WHAT TO DO:
[1] What error does the CUDA forum post report while results are being copied to the host?
[2] Count the lines of the rows that contain the word "floor", treating case as significant, and reply with the number only.

---- SOURCE

I am struggling with some memory management problem . I keep receiving "Unspecified launch failure" while copying results to host.
My code is quite simple - it generates two uints in each thread and multiplies them. I have class for providing a Random Number:
class CuRandCuRandomNumberProvider :
{
public:
CuRandCuRandomNumberProvider(dim3 numBlocks, dim3 threadsPerBlock);
CuRandCuRandomNumberProvider(dim3 numBlocks, dim3 threadsPerBlock, unsigned int seed);
__device__ unsigned int GetRandomNumber();
~CuRandCuRandomNumberProvider();
protected:
curandState * states;
__device__ bool IsPrime(unsigned int number);
};
CuRandCuRandomNumberProvider::CuRandCuRandomNumberProvider(dim3 numBlocks, dim3 threadsPerBlock)
{
int numberOfThreads = threadsPerBlock.x * threadsPerBlock.y * numBlocks.x * numBlocks.y;
std::cout << numberOfThreads << std::endl;
cudaMalloc ( &this->states, numberOfThreads*sizeof( curandState ) );
setup_kernel <<< numBlocks, threadsPerBlock >>> ( this->states, time(NULL) );
}
__device__ unsigned int CuRandCuRandomNumberProvider::GetRandomNumber()
{
int x = threadIdx.x + blockIdx.x * blockDim.x;
int y = threadIdx.y + blockIdx.y * blockDim.y;
int offset = x + y * blockDim.x * gridDim.x;
register float r = curand_uniform(&this->states[offset]);
return 0 + ((double)UINT_MAX) * r;
}
setup_kernel is stored in header file and looks like this:
__global__ void setup_kernel ( curandState * state, unsigned long seed )
{
int x = threadIdx.x + blockIdx.x * blockDim.x;
int y = threadIdx.y + blockIdx.y * blockDim.y;
int offset = x + y * blockDim.x * gridDim.x;
curand_init ( seed, offset, 0, &state[offset] );
}
My main kernel is very simple and looks like this:
__global__ void InitKernel(uint3 * ptr, CuRandCuRandomNumberProvider * provider)

--------
---- ENTRIES SUPPLIED

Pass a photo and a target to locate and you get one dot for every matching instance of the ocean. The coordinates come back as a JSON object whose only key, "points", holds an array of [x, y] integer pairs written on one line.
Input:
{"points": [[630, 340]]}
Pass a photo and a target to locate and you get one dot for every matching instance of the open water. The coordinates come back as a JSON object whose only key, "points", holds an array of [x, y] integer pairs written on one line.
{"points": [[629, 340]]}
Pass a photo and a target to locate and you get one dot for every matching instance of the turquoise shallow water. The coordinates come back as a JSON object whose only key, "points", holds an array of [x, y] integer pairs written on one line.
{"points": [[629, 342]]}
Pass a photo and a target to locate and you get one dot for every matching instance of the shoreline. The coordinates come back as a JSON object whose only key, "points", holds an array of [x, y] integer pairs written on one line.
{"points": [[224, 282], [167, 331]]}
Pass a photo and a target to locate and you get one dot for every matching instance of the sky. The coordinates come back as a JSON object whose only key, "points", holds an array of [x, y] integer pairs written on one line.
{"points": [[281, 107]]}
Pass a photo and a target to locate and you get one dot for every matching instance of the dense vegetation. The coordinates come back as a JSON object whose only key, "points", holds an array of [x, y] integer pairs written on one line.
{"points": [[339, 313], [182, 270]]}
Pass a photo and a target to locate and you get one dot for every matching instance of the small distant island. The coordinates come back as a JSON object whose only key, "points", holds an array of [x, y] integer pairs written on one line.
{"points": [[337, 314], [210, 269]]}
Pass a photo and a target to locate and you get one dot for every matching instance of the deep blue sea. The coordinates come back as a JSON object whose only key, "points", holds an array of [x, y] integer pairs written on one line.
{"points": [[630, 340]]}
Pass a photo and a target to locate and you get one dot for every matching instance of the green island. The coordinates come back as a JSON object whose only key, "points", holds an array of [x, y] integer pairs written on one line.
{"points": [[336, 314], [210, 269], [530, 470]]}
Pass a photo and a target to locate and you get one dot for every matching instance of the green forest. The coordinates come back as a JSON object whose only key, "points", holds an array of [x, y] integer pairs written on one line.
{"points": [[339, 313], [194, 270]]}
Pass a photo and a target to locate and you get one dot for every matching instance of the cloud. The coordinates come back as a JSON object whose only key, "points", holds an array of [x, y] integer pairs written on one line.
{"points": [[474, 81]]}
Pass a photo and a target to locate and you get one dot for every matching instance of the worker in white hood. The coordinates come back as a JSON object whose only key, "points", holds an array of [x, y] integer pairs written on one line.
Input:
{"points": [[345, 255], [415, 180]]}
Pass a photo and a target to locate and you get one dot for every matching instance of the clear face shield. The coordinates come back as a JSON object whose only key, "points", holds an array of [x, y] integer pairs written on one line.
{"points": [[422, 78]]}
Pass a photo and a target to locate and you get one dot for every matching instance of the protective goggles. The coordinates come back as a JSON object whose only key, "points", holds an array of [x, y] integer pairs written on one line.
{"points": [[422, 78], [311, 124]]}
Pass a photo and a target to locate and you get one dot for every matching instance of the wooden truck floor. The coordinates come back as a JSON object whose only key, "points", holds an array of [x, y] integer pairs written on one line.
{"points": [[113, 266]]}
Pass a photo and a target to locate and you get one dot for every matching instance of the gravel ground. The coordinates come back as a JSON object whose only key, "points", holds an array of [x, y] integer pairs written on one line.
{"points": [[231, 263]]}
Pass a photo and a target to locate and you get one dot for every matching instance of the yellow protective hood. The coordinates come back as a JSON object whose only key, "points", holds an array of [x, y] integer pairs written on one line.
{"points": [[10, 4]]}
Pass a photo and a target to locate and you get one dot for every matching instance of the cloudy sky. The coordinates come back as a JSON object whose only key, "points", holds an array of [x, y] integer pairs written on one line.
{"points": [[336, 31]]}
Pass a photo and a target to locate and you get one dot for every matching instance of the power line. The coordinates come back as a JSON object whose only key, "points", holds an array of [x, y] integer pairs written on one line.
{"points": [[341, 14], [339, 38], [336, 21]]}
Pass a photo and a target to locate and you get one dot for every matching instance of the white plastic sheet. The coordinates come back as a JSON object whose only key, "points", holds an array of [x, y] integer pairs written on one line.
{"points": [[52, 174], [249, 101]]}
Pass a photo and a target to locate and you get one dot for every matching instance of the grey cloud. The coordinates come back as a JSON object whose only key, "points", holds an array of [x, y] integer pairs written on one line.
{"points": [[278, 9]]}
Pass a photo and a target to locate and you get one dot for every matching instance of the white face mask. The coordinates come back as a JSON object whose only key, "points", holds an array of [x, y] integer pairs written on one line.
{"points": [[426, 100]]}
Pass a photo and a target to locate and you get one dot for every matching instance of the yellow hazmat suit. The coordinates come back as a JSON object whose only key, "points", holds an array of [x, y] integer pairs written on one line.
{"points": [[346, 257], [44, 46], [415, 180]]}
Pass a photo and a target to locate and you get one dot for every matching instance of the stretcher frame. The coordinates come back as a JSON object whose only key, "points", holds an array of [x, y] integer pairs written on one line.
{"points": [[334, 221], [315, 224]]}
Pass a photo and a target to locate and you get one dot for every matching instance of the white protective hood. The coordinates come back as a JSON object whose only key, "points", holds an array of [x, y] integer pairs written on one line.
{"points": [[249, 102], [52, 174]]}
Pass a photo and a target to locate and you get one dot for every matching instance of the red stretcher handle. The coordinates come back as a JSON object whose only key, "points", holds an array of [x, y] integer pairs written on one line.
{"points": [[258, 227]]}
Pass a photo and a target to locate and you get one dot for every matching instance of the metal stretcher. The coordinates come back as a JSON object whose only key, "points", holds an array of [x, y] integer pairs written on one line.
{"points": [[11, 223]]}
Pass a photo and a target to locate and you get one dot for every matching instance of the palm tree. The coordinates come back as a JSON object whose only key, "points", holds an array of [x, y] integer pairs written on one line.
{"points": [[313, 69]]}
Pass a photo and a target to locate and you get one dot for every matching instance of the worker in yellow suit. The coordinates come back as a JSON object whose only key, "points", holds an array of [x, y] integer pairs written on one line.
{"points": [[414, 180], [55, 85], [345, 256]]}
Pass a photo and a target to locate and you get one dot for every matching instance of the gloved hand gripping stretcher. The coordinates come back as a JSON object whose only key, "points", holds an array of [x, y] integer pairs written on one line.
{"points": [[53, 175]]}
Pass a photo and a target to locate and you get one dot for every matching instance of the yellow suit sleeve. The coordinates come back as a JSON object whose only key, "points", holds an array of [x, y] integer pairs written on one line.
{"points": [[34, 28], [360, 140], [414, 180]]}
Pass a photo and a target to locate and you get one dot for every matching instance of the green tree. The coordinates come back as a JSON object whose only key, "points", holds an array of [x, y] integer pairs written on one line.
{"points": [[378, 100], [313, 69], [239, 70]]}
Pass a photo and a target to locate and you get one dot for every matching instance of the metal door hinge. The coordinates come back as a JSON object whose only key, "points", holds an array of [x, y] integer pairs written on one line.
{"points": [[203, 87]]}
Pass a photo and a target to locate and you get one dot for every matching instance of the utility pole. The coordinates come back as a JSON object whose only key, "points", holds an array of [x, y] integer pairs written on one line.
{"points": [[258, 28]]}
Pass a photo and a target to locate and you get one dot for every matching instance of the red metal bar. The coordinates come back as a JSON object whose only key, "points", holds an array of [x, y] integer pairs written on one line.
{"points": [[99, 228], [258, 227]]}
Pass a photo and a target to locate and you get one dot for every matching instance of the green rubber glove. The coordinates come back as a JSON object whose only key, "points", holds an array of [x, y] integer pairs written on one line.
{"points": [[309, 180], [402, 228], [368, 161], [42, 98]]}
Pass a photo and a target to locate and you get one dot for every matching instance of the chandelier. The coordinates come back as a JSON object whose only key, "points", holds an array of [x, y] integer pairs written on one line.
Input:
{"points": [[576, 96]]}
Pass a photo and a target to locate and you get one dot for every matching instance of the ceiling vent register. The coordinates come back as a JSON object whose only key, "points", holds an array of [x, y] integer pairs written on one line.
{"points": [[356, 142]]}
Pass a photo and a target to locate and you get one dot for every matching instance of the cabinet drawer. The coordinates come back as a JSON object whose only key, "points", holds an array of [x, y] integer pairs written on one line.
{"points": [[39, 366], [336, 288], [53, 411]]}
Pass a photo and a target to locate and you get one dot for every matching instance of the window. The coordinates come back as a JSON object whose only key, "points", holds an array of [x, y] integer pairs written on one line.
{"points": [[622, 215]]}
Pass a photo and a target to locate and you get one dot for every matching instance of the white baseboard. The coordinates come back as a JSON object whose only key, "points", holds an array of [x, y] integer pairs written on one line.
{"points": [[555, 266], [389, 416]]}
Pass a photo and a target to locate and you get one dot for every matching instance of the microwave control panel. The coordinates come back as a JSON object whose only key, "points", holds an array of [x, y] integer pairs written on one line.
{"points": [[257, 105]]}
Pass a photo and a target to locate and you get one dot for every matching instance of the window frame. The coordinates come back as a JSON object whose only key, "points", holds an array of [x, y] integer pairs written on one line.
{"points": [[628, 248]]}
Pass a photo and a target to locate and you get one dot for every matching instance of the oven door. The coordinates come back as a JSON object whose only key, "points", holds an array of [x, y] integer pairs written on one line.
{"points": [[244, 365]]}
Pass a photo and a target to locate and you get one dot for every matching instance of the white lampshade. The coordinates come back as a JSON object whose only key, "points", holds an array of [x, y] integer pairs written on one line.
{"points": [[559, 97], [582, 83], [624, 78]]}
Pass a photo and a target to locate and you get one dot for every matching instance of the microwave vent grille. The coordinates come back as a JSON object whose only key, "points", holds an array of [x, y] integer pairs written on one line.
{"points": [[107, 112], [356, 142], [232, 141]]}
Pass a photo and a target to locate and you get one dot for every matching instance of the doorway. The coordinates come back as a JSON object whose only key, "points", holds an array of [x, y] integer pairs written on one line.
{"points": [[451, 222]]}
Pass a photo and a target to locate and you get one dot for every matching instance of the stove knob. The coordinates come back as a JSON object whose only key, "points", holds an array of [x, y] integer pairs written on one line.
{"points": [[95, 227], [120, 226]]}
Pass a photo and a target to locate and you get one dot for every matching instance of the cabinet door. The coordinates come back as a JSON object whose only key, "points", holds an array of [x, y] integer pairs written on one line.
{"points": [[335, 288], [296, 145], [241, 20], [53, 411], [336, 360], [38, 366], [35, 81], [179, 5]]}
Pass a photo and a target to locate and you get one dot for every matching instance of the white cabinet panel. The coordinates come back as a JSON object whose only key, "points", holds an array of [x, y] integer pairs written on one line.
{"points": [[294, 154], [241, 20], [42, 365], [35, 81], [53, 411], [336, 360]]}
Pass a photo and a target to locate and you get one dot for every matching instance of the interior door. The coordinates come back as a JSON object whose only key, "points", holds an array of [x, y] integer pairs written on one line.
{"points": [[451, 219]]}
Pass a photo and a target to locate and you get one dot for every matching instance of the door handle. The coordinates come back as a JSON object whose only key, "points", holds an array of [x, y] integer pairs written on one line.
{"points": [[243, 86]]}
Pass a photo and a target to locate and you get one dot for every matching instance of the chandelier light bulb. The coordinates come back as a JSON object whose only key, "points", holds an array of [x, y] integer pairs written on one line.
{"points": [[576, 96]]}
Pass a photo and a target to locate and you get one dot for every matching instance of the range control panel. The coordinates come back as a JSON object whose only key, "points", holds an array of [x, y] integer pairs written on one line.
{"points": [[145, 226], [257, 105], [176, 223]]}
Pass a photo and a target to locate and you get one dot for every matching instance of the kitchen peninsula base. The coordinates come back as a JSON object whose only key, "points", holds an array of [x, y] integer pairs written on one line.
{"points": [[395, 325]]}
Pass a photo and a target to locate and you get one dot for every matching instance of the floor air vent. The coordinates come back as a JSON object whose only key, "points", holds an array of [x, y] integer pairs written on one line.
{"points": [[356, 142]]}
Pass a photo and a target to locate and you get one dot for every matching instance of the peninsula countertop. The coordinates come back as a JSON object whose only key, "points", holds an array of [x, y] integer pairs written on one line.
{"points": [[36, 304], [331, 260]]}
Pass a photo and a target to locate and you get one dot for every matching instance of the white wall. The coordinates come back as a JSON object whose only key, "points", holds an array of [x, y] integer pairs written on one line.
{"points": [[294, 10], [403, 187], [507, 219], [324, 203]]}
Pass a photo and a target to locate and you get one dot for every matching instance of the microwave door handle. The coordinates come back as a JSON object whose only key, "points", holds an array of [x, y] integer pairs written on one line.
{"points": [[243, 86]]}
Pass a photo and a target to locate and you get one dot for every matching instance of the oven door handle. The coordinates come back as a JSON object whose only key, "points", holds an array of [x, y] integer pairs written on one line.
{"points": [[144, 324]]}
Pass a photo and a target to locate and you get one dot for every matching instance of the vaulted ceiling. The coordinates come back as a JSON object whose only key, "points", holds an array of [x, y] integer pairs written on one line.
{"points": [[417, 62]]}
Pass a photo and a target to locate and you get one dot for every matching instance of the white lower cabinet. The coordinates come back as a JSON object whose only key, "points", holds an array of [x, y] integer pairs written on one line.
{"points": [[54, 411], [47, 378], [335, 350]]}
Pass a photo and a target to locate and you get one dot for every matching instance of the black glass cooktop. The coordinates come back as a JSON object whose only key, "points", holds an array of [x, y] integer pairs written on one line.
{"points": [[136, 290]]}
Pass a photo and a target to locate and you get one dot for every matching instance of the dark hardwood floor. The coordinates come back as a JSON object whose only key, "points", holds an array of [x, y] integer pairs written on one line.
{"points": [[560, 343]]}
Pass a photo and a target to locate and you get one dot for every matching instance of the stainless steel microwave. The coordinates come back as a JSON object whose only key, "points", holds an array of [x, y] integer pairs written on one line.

--------

CORRECT ANSWERS:
[1] "Unspecified launch failure"

[2] 3